**Stated task**
Could you copy out every one of the lines below word for word, with nothing changed?

**Exercise input**
[BEGIN]

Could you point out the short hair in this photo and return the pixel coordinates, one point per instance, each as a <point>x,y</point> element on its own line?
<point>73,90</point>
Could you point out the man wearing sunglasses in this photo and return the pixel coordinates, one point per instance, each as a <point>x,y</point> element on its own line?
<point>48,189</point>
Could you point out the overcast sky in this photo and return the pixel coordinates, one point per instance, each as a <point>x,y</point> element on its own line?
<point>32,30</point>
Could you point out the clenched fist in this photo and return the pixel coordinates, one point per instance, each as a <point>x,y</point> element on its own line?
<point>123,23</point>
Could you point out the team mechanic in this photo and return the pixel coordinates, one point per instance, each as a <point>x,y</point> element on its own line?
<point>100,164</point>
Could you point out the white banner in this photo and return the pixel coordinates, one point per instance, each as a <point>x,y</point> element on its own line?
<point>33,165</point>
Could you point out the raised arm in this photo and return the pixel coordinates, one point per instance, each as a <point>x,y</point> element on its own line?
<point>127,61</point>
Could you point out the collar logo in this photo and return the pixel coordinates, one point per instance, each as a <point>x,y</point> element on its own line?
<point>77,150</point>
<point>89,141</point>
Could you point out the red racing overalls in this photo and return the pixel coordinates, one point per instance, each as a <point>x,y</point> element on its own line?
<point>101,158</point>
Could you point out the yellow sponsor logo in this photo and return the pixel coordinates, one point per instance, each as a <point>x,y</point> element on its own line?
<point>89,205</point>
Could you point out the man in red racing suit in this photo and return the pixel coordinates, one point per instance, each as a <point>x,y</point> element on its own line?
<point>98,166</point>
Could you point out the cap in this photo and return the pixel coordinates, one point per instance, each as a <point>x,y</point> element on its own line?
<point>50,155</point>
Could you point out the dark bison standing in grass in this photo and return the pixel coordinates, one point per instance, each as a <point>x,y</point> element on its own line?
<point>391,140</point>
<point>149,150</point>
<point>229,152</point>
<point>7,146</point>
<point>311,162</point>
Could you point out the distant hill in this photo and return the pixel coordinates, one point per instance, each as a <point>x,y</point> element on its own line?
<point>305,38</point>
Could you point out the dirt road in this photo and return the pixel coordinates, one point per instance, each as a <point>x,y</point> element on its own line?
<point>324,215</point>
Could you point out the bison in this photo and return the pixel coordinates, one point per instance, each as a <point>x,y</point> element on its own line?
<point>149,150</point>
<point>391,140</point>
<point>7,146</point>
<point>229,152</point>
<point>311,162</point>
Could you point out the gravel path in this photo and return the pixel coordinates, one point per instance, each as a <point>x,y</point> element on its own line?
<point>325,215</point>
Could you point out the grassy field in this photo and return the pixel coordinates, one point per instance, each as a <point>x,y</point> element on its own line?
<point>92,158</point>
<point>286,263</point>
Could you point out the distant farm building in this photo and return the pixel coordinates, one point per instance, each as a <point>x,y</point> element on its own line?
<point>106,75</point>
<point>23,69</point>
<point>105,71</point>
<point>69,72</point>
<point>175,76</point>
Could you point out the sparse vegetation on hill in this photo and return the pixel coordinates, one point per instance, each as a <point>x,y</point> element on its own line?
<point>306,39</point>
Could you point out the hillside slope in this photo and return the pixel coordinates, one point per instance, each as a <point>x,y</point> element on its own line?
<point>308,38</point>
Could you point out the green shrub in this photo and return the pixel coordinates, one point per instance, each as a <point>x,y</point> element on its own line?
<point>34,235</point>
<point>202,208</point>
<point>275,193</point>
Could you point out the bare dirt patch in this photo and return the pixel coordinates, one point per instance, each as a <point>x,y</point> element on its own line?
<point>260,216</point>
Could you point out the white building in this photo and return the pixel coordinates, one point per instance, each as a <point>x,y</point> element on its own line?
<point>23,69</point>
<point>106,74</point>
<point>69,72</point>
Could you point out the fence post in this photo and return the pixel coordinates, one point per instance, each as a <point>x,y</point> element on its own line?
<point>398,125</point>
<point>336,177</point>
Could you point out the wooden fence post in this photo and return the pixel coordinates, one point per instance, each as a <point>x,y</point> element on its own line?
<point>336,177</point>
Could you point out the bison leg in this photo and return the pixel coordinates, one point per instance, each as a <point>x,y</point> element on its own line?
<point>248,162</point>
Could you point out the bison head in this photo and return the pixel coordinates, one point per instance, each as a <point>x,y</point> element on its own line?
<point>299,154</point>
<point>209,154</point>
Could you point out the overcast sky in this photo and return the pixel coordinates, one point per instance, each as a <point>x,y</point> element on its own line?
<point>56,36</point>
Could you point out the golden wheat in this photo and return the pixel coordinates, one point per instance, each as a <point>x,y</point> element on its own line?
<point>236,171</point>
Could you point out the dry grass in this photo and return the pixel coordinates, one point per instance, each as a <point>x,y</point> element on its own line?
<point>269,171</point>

[END]

**Correct result**
Could you point out the short hair in this photo and return the pixel coordinates, one point per instance, each as a <point>x,y</point> element on its own line?
<point>73,90</point>
Could you point out the man wearing sunglasses in this photo and return the pixel coordinates, one point per instance, each as a <point>x,y</point> element on its own line?
<point>48,189</point>
Could you point out the overcast sky in this photo and return the pixel coordinates, one point per instance, each as a <point>x,y</point> element on its own line?
<point>32,30</point>
Could you point out the clenched fist in this photo and return the pixel coordinates, one point per instance, each as a <point>x,y</point> element on its own line?
<point>123,23</point>
Could you point out the team mechanic in this photo and return the pixel coordinates, one point per instance, each as a <point>x,y</point> element on its own line?
<point>100,164</point>
Could you point out the white banner in this photo and return the pixel coordinates, one point per instance, each as a <point>x,y</point> element on its own line?
<point>33,165</point>
Could you point out the raised arm in this photo and return the pixel coordinates, one point per instance, each as a <point>x,y</point> element on its own line?
<point>127,61</point>
Could you point out the collar logo in this photo and return the pixel coordinates, one point per instance, each as a <point>x,y</point> element on its own line?
<point>77,150</point>
<point>89,141</point>
Could you point out the red racing overalls in this photo and return the pixel coordinates, one point per instance, each as a <point>x,y</point> element on its own line?
<point>101,158</point>
Could you point out the yellow sponsor logo in this photo and return the pixel coordinates, one point per instance, each as a <point>x,y</point> element on its own line?
<point>89,205</point>
Could you point out the man in red racing suit in this photo and return the pixel coordinates, one point per instance, each as a <point>x,y</point> element on its own line?
<point>98,166</point>
Could you point out the cap in this photo and return the pixel coordinates, one point per instance, each as a <point>x,y</point> element on its own line?
<point>50,155</point>
Could you point out the dark bison standing in grass in this photo and return the pixel coordinates, one point per instance, each as a <point>x,y</point> element on its own line?
<point>391,140</point>
<point>149,150</point>
<point>229,152</point>
<point>7,146</point>
<point>311,162</point>
Could you point out the distant hill in this photo and return the pixel coordinates, one point per instance, each as a <point>x,y</point> element on its own line?
<point>305,38</point>
Could you point out the dirt road in this photo and return the pixel coordinates, one point per instance, each as a <point>x,y</point> element on its own line?
<point>324,215</point>
Could you point out the bison in this photo and return the pixel coordinates, one point per instance, each as a <point>x,y</point> element on its own line?
<point>149,150</point>
<point>391,140</point>
<point>7,146</point>
<point>229,152</point>
<point>311,162</point>
Could you point out the gravel path in this photo and return the pixel coordinates, one point per instance, each as a <point>x,y</point> element on its own line?
<point>325,215</point>
Could you point out the grassy field in this photo and return the pixel coordinates, one point per instance, each as a <point>x,y</point> element on its own line?
<point>92,158</point>
<point>286,263</point>
Could you point out the distant farm building in this photo and return the pixel coordinates, one point per instance, each as a <point>x,y</point> element on its own line?
<point>106,75</point>
<point>23,69</point>
<point>105,71</point>
<point>69,72</point>
<point>175,76</point>
Could you point out the sparse vegetation on hill in this photo and return the pixel coordinates, one point per instance, each as a <point>x,y</point> element on its own line?
<point>306,39</point>
Could you point out the hillside slope in this photo and return the pixel coordinates, one point per instance, each as a <point>x,y</point> element on its own line?
<point>308,38</point>
Could you point out the green shrub in this photo and return the pixel coordinates, one point per instance, each as a <point>x,y</point> element on its own line?
<point>34,235</point>
<point>202,208</point>
<point>275,193</point>
Could you point out the bare dirt patch in this photo and return the pixel coordinates, one point per instance, each as a <point>x,y</point> element on its own line?
<point>260,216</point>
Could you point out the white building in this photo and return the pixel coordinates, one point per instance, each as a <point>x,y</point> element on its own line?
<point>23,69</point>
<point>106,74</point>
<point>69,72</point>
Could you point out the fence post in this photo and return the pixel coordinates, one point per instance, each as a <point>x,y</point> element on its own line?
<point>398,125</point>
<point>336,177</point>
Could you point out the wooden fence post in this photo and return the pixel coordinates, one point per instance, each as a <point>x,y</point> element on its own line?
<point>336,177</point>
Could you point out the bison leg in this photo and return the pixel coordinates, one point per instance, each as a <point>x,y</point> element on its own line?
<point>248,162</point>
Could you point out the bison head in this photo and return the pixel coordinates, one point per instance, each as a <point>x,y</point> element on its own line?
<point>299,154</point>
<point>209,154</point>
Could you point out the overcast sky in this photo and return the pixel coordinates, one point per instance, each as a <point>x,y</point> element on its own line?
<point>56,36</point>
Could you point out the golden wheat in this photo and return the pixel coordinates, one point per instance, each as a <point>x,y</point> element on its own line?
<point>236,171</point>
Could you point out the dry grass in this photo and return the pixel coordinates, one point per instance, each as a <point>x,y</point> element on its own line?
<point>269,171</point>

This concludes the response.